→ WHAT TO WORK ON
Put the records below into a Markdown table with two columns, Row and Line, numbering each line in order and omitting any blank lines.
Start of PROVIDED MATERIAL
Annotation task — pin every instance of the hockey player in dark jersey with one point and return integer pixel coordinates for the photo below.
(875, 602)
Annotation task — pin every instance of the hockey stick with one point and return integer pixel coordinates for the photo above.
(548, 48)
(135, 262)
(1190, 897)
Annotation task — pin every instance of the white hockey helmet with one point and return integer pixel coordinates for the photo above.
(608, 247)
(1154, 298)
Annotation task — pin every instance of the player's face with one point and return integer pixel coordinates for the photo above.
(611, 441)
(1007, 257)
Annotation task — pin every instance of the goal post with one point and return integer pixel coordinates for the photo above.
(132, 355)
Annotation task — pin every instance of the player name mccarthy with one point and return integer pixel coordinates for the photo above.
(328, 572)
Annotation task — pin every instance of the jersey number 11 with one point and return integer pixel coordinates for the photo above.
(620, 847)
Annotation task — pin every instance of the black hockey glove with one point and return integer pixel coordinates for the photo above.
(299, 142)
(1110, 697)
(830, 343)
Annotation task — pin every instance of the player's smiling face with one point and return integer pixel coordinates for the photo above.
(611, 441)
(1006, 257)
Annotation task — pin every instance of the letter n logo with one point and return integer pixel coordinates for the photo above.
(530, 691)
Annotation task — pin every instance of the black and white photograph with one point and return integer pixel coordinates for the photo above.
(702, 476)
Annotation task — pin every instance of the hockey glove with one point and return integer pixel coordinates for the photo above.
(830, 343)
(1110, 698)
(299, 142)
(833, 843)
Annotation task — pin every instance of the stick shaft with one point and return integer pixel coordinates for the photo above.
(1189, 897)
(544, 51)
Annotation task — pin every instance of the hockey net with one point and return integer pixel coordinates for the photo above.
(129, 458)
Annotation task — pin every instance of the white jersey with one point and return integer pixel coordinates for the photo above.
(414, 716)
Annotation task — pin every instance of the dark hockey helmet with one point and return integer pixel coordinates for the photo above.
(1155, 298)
End of PROVIDED MATERIAL
→ TASK RESULT
| Row | Line |
|---|---|
| 1 | Annotation task — pin every instance of the hockey player in dark jersey with one point and return integer pixel coordinates for the photo below. |
| 2 | (875, 602) |
| 3 | Annotation task — pin every instance of the hockey stick with one point and return integer pixel coordinates for the photo above. |
| 4 | (548, 48) |
| 5 | (135, 262) |
| 6 | (1190, 897) |
| 7 | Annotation task — pin every instance of the white hockey helmet with one point and return integer pixel coordinates for the photo above. |
| 8 | (608, 247) |
| 9 | (1154, 298) |
| 10 | Annotation task — pin every instance of the player's face with one point and return integer pixel coordinates for the photo above. |
| 11 | (611, 441) |
| 12 | (1007, 257) |
| 13 | Annotation task — pin every instance of the goal post with one point and return integer pixel coordinates for the photo above. |
| 14 | (132, 355) |
| 15 | Annotation task — pin every instance of the player name mccarthy with one point and return integer pixel coordinates for the photo above. |
| 16 | (328, 572) |
| 17 | Annotation task — pin every instance of the jersey number 11 with one point and return integer pixel coordinates for the photo above. |
| 18 | (620, 847) |
| 19 | Annotation task — pin every instance of the black hockey glove with one point and return integer pixel coordinates for the photo above. |
| 20 | (299, 142) |
| 21 | (1110, 697) |
| 22 | (830, 343) |
| 23 | Annotation task — pin every instance of the player's smiling face with one point and return integer pixel coordinates for the photo above. |
| 24 | (611, 441) |
| 25 | (1006, 257) |
| 26 | Annotation task — pin every instance of the letter n logo with one point and return integer pixel coordinates for the photo above. |
| 27 | (530, 691) |
| 28 | Annotation task — pin every instance of the black and white photograph with one point and return integer pixel coordinates for the photo above. |
| 29 | (702, 476) |
| 30 | Annotation task — pin every instance of the hockey glove with one point and return integer pixel coordinates for the photo above. |
| 31 | (830, 343) |
| 32 | (1110, 698) |
| 33 | (299, 142) |
| 34 | (833, 843) |
| 35 | Annotation task — pin every instance of the stick shaft with one point and return integer pixel coordinates for the photo above. |
| 36 | (1189, 897) |
| 37 | (544, 51) |
| 38 | Annotation task — pin every instance of the hockey net with one point and return integer pixel coordinates for the photo above. |
| 39 | (129, 458) |
| 40 | Annotation task — pin every instance of the white jersey with one point and return integer pixel coordinates for the photo above. |
| 41 | (414, 716) |
| 42 | Annotation task — pin every instance of the dark hockey helmet with one point and return integer pixel coordinates for the photo above. |
| 43 | (1155, 298) |